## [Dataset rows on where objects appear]

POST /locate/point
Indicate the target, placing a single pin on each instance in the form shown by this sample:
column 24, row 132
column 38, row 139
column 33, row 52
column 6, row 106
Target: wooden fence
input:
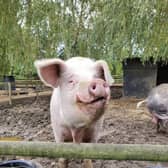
column 139, row 152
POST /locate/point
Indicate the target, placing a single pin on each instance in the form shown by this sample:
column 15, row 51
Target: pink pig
column 80, row 95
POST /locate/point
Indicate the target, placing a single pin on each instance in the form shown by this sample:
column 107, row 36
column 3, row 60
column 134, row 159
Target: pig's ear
column 49, row 71
column 104, row 72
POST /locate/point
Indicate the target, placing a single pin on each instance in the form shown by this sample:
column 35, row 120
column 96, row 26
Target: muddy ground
column 122, row 124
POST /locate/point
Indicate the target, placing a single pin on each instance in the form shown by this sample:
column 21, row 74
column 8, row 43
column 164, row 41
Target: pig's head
column 83, row 84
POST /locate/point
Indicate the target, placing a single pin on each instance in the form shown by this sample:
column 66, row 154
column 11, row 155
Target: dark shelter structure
column 139, row 78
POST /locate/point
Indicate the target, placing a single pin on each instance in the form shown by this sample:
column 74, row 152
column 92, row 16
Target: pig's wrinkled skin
column 157, row 103
column 80, row 95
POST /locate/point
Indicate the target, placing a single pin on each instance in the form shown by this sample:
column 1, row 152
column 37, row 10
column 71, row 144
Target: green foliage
column 111, row 30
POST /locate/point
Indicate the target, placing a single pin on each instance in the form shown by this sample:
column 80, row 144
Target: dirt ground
column 123, row 124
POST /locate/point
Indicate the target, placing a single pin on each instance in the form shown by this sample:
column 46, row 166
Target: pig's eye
column 70, row 81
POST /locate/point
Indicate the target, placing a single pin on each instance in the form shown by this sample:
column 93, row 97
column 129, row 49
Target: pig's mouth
column 91, row 101
column 99, row 99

## [What the exercise asks]
Rewrite the listing above with every "sample" replaced by "example", keeping everything else the same and leaving out the pictures.

## [Task result]
POST /locate/point
Indicate the target, placing a single pin on each instance in the form shown by this example:
column 24, row 132
column 38, row 139
column 33, row 52
column 6, row 106
Target: wooden fence
input:
column 139, row 152
POST /locate/point
Indicate the target, placing a single pin on each instance in the form shown by this example:
column 15, row 51
Target: pink pig
column 80, row 95
POST /locate/point
Indicate the target, placing a single pin on each instance in the form shown by this example:
column 107, row 36
column 3, row 60
column 134, row 159
Target: pig's ear
column 49, row 71
column 104, row 72
POST /locate/point
Indicate the target, placing a single pin on each instance in the form shown by this example:
column 35, row 120
column 96, row 26
Target: muddy ground
column 122, row 124
POST /locate/point
Indicate the target, placing a single pin on each instance in the form shown by this example:
column 21, row 74
column 8, row 43
column 164, row 41
Target: pig's head
column 83, row 84
POST /locate/point
Indicate the target, placing a single pin on each instance in the form shown by this example:
column 66, row 154
column 11, row 155
Target: dark shelter structure
column 139, row 78
POST /locate/point
Indicate the target, placing a single pin on each instance in the form shown by this example:
column 74, row 152
column 92, row 16
Target: pig's wrinkled skin
column 157, row 103
column 80, row 95
POST /locate/point
Indicate the target, placing a single pin on each instance in the form shown by this example:
column 1, row 152
column 37, row 10
column 71, row 144
Target: green foliage
column 111, row 30
POST /locate/point
Indicate the target, placing a single pin on each instance in the form shown by this example:
column 80, row 144
Target: dirt ground
column 123, row 124
POST /locate/point
Indicate the target, placing a single pin on each instance in the form shown by this example:
column 46, row 166
Target: pig's eye
column 70, row 81
POST /locate/point
Indicate the target, placing a single pin on each instance in the form shown by this example:
column 93, row 97
column 129, row 49
Target: pig's mouth
column 91, row 101
column 99, row 99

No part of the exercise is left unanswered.